EXERCISE MATERIALS:
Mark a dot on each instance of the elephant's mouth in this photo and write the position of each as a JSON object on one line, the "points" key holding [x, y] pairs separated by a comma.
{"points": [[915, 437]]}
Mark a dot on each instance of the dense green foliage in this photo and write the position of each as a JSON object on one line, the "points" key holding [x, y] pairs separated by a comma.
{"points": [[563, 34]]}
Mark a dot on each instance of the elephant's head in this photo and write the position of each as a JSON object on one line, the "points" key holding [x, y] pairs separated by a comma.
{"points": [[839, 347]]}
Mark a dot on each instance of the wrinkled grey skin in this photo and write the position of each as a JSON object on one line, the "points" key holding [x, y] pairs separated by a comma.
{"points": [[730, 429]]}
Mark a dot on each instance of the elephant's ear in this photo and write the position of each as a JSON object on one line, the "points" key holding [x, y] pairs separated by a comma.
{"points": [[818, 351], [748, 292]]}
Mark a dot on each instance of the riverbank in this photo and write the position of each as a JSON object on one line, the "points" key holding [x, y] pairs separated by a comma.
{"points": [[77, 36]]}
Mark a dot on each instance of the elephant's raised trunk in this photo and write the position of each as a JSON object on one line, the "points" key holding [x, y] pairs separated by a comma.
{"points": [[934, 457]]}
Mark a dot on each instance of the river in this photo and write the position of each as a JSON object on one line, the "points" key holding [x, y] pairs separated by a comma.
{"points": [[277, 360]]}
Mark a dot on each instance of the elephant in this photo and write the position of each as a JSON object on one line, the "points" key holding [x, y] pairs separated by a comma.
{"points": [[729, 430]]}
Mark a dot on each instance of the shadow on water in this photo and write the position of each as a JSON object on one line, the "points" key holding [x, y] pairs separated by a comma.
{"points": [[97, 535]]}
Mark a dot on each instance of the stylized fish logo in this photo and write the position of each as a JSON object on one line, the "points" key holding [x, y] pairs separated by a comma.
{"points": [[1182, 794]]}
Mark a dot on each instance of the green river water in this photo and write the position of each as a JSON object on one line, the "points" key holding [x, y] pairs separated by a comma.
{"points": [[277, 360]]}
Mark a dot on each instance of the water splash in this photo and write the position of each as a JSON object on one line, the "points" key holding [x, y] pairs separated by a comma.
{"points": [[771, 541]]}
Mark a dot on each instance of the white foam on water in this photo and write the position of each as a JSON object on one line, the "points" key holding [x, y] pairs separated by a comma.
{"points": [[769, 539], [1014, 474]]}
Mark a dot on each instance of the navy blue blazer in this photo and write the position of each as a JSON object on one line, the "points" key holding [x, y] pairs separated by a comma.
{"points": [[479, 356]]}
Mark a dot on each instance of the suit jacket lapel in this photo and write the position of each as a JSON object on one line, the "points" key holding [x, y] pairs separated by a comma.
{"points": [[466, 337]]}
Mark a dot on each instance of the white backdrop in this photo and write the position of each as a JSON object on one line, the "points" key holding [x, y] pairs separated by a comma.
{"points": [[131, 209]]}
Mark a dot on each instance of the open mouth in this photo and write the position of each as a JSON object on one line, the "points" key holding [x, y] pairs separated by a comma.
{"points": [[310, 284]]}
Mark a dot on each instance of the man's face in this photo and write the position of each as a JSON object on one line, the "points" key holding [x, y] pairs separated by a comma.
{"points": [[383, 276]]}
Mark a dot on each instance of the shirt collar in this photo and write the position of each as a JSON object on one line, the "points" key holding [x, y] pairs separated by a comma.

GIVEN PROBLEM: Change every "Mark a dot" in the material above to "Place a point" and leave everything else as it is.

WRITTEN ANSWER:
Place a point on each instance of the elephant's mouth in this photo and write the position of each as a JSON object on one line, the "points" key holding [x, y] pairs separated by a comma.
{"points": [[915, 437]]}
Place a point on each instance of the dense green foliage in this photo and write the position of each as a JSON object on one line, the "points" key holding [x, y] pairs separated by a comma.
{"points": [[563, 34]]}
Place a point on each instance of the elephant's head in this photo and write the position of each as a JSON object on one line, the "points" key holding [x, y] pairs separated by a comma.
{"points": [[839, 347]]}
Place a point on each instance of the wrinkled grey skin in this photo and write the position of each as a JSON object on one line, the "points" key holding [x, y] pairs separated by a comma.
{"points": [[730, 429]]}
Place a point on each instance of the elephant's ear in this photo and write the position of each as a JSON object on one line, the "points" key holding [x, y] pairs separated by a comma.
{"points": [[818, 351], [748, 292]]}
Place a point on each instance of the riverbank in this photo and write the position of each as a JSON object on one line, the "points" key holding [x, y] pairs separated by a comma.
{"points": [[77, 36]]}
Place a point on each instance of the elephant's raised trunk in this photo and write the position of each as a JSON object on one line, the "points" key holding [x, y] pairs separated by a comma.
{"points": [[934, 457]]}
Place a point on each instance of the river in this photo and write the position of each as a JSON object on one line, the "points" key holding [x, y] pairs separated by a comma.
{"points": [[277, 360]]}
Place a point on each instance of the elephant in this photo and write the position of each as a JSON object on one line, the "points" key holding [x, y] pairs separated by a comma.
{"points": [[729, 430]]}
Place a point on each instance of the shadow on water in this photo and write the position of each as a JSON object on one line, the "points" key holding [x, y] pairs separated by a comma.
{"points": [[97, 535]]}
Place a point on each instance of the stylized fish logo in this photo and write the position of each as a JSON object on one line, the "points" key holding [x, y] pairs separated by a comma.
{"points": [[1182, 794]]}
Place a point on each instance of the green river water in this photo and write the position of each as a JSON object on one line, the "points" key holding [x, y] pairs separated by a comma.
{"points": [[277, 360]]}
Place a point on each instance of the water splash in this photo and write the position of each as a JSON object on one line, the "points" key holding [x, y] pairs separated by a comma.
{"points": [[771, 541]]}
Place a point on each instance of the white foam on water in this photo and write the position of each as a JSON object on one line, the "points" key holding [x, y] pairs separated by a comma.
{"points": [[769, 539], [1014, 474]]}
Place a point on each instance of the navy blue blazer in this photo and write the position of each as a JSON object on one line, the "points" key holding [x, y] pairs separated by a comma.
{"points": [[479, 356]]}
Place a point on each instance of the suit jacket lapel in this photo and write the position of each as a JSON object on one line, the "points" key holding [x, y] pairs separated by a comma.
{"points": [[466, 337]]}
Place a point on each instance of the white backdrop in this photo and write the position of each as a JSON object on one line, the "points" key holding [x, y] pairs separated by a comma.
{"points": [[131, 209]]}
Place a point on each instance of the open mouth in this photo and write the position of each as a JSON object on one line, the "points" key holding [x, y] pairs separated by a comma.
{"points": [[310, 284]]}
Place a point on each instance of the man's face in this photo and write the position of each as a JSON object on one line, the "points" key holding [x, y] pairs separated by a comma.
{"points": [[383, 276]]}
Place a point on each instance of the shirt collar in this photo and write the position of each as a JSON object on one line, the "points" key holding [x, y] pairs separated by a comma.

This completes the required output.